--- Start of Supplied material ---
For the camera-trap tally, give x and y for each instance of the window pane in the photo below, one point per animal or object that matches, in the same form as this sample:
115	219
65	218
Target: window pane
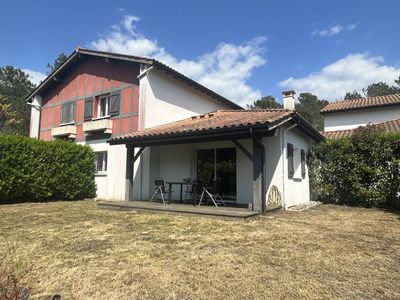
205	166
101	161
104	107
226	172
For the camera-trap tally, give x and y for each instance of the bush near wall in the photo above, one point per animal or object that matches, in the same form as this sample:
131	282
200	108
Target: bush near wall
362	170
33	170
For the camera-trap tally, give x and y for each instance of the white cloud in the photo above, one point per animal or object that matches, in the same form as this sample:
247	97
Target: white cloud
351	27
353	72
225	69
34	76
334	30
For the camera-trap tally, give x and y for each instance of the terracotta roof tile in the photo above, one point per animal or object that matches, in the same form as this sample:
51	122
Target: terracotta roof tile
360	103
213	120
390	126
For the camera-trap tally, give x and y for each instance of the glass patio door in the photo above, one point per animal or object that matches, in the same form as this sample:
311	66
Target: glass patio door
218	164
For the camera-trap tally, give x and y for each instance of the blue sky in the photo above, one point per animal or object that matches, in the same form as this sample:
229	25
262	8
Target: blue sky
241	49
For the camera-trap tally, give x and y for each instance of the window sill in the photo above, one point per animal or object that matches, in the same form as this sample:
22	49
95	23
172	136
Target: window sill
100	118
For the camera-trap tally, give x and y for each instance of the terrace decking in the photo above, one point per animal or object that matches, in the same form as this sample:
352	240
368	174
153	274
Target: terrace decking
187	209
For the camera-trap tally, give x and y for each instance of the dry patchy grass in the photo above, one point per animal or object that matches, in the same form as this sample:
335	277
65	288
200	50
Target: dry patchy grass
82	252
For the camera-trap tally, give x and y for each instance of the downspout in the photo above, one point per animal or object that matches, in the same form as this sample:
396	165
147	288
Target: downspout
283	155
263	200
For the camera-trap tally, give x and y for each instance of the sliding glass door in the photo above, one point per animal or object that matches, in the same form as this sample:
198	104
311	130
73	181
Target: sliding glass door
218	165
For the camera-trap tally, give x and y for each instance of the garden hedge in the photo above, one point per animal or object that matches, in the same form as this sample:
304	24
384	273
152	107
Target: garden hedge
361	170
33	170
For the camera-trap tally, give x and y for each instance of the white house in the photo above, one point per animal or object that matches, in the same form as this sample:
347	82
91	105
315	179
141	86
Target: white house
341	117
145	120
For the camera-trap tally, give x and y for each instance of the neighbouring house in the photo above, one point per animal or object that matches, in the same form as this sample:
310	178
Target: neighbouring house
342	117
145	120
--- End of Supplied material ---
--- Start of Supplied material ---
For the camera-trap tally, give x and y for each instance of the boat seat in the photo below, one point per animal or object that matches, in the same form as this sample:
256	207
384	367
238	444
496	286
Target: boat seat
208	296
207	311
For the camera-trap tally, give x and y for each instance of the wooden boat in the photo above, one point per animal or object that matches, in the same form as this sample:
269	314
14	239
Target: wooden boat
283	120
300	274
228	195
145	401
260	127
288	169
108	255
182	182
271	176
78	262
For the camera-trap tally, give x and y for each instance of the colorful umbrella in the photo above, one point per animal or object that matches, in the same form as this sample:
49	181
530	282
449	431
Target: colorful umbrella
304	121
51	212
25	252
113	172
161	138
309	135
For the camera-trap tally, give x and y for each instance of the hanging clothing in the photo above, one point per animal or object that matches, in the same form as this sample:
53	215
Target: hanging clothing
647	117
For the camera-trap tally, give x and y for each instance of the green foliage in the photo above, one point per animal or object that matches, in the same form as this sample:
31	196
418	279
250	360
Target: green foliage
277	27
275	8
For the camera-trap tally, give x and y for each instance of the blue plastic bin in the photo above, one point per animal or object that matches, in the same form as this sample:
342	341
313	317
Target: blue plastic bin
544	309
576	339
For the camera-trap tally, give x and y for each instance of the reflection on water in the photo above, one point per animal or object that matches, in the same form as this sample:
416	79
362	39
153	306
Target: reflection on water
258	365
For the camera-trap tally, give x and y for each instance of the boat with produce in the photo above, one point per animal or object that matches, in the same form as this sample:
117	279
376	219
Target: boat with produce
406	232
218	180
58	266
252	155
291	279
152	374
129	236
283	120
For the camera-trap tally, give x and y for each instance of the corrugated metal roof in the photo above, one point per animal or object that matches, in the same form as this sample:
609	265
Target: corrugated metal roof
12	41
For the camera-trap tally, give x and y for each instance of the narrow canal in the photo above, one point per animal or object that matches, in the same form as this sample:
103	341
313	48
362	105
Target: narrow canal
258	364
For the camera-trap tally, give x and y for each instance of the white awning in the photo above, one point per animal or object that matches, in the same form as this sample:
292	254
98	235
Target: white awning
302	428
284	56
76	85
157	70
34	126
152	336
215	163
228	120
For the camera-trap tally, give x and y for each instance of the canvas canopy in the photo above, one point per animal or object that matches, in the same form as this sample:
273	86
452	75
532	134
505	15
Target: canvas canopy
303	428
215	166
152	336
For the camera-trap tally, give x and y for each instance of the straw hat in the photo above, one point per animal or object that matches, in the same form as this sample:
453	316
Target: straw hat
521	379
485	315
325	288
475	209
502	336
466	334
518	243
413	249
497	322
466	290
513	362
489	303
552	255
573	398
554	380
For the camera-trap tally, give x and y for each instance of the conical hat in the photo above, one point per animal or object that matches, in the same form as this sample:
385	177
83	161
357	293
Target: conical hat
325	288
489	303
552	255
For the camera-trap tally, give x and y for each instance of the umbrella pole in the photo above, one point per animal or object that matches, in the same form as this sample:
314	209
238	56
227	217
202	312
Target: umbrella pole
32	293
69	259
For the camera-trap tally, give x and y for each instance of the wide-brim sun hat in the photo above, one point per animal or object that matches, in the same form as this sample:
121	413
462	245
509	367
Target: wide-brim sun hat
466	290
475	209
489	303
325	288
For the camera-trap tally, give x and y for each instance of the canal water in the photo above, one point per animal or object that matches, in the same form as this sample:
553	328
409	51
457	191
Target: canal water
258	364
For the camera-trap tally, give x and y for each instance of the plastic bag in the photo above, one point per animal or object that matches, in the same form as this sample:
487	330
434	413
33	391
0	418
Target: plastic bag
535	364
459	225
--- End of Supplied material ---
--- Start of Supplied material ---
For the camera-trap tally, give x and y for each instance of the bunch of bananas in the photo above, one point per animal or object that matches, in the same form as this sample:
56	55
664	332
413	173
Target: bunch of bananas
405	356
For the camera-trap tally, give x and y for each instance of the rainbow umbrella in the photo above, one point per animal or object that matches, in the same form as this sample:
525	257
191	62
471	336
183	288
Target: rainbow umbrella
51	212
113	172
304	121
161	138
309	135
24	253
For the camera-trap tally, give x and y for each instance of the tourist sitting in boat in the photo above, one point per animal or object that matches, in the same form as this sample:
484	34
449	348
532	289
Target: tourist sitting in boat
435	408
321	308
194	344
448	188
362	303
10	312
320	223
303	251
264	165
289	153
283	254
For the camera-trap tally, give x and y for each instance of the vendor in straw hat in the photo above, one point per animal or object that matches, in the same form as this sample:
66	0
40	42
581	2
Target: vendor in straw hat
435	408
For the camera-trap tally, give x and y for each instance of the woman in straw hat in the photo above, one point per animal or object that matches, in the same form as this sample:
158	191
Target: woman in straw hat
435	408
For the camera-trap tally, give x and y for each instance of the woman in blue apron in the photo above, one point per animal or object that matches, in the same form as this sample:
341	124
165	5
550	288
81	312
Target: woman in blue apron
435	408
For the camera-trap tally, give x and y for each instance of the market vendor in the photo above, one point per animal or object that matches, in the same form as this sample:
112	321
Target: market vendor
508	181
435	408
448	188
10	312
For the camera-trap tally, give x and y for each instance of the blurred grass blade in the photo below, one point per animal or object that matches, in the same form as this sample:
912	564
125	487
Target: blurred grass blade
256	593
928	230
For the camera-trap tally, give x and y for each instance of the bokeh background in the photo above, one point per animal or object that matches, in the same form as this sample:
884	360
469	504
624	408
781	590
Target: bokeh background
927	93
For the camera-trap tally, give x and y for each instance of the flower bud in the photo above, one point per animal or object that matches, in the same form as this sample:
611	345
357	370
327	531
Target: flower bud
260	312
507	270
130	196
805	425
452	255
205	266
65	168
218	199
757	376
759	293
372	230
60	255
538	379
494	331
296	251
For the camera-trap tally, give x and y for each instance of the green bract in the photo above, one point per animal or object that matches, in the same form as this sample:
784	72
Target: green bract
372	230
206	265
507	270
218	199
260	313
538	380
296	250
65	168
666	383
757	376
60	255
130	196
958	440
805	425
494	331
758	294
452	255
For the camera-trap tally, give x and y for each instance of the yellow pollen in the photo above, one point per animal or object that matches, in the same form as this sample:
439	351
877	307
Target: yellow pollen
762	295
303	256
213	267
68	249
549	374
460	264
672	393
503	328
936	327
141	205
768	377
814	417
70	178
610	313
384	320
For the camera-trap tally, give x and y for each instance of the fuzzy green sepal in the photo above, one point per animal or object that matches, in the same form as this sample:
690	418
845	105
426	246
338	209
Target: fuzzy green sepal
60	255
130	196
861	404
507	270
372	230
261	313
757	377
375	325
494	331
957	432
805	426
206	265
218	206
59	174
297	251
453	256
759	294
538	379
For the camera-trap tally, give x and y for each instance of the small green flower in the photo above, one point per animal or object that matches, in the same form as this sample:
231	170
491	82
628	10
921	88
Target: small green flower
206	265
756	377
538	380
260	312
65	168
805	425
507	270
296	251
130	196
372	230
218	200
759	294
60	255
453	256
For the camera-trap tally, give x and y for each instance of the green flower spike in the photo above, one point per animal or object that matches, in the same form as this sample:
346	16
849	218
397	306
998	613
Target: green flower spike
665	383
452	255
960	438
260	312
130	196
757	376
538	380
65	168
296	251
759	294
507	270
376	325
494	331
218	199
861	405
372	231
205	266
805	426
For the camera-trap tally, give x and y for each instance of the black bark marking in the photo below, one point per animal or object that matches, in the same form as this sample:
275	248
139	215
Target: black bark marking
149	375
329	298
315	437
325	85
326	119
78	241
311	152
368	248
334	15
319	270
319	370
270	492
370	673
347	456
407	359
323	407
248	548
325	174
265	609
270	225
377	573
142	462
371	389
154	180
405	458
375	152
--- End of Supplied material ---
- _What is needed_:
Count the lines in the rows above that contain the string "terrace". Reply with the number alone.

- _Exercise response_:
2